October 21, 2004
Chicago Bauhaus & Beyond members were invited to Richard Wright's auction gallery along with others for
a fantastic panel discussion and booksigning of the new book, Baldwin Kingery, Mid-century Modern in Chicago, 1947-1957.
This book, by John Brunetti, was conceived by Kitty Baldwin Weese in order to document and share the experience of the successful downtown Chicago retailer. Located at Ohio Street and Michigan Avenue, Baldwin Kingrey operated as a design center offering imported modern European furniture at affordable prices. Chicago was a hotbed of ingenuity and scholarly applications to design, with many of the celebrated creators of the 20th century modern movement active here.
This story is illustrated with many photos and well-researched text, through many interactions between designers, professors and students of schools including the New Bauhaus and the Institute of Design.

[ACTIONS TO TAKE]
A - In the book-signing write-up, why did Kitty Baldwin Weese conceive the book?
B - Repeat the book-signing write-up between "October 21, 2004" and "in Chicago, 1947-1957.", inclusive.
C - Go on with the book-signing write-up from its last sentence.

[DATASET SECTION]
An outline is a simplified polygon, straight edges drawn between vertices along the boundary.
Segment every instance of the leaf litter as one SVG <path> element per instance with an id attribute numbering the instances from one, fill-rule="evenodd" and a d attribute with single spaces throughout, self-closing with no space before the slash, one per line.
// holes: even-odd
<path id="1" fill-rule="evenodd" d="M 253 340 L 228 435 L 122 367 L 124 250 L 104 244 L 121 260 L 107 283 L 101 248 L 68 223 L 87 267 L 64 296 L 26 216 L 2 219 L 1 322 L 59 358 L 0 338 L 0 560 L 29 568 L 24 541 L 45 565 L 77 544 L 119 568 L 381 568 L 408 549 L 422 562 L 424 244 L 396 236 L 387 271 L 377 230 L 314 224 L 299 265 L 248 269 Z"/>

[RESULTS]
A - She conceived it to document and share the experience of the successful downtown Chicago retailer.

B -
October 21, 2004
Chicago Bauhaus & Beyond members were invited to Richard Wright's auction gallery along with others for
a fantastic panel discussion and booksigning of the new book, Baldwin Kingery, Mid-century Modern in Chicago, 1947-1957.

C -
Panelists included John Brunetti, Kitty Baldwin Weese, Don Dimmet, Ben Weese, Marcia Weese, John Albergo, and Lisa Albergo, each with personal memories of how this business operated. The casual panel discussion reminded attendees of America's post-WWII optimism and the creativity which spawned from running a business in a true spirit of fun, which was a great recipe for success.


Panel discussion

Richard Wright and John Brunetti

Kitty Baldwin Weese


Joe Kunkel, CBB President, and Karen Lilly Mozer, Art Institute of Chicago, Architecture & Design Society President

Claire Warner, Wright Consignor Services Specialist, and Kitty Baldwin Weese
We are pleased to sell this interesting book, describing a truely unique Chicago experience!
Please send $45 (per book including shipping within the US) to:
Chicago Bauhaus & Beyond
Re: Book Order
P.O. Box 364
Flossmoor, IL 60422
October 6, 2004
Christie's Chicago hosted a fantastic event on Georg Jensen silver for Chicago Bauhaus and Beyond in their beautiful gallery in the landmark 2.8 million-square-foot highrise John Hancock Center, on the 38th floor overlooking Lake Michigan.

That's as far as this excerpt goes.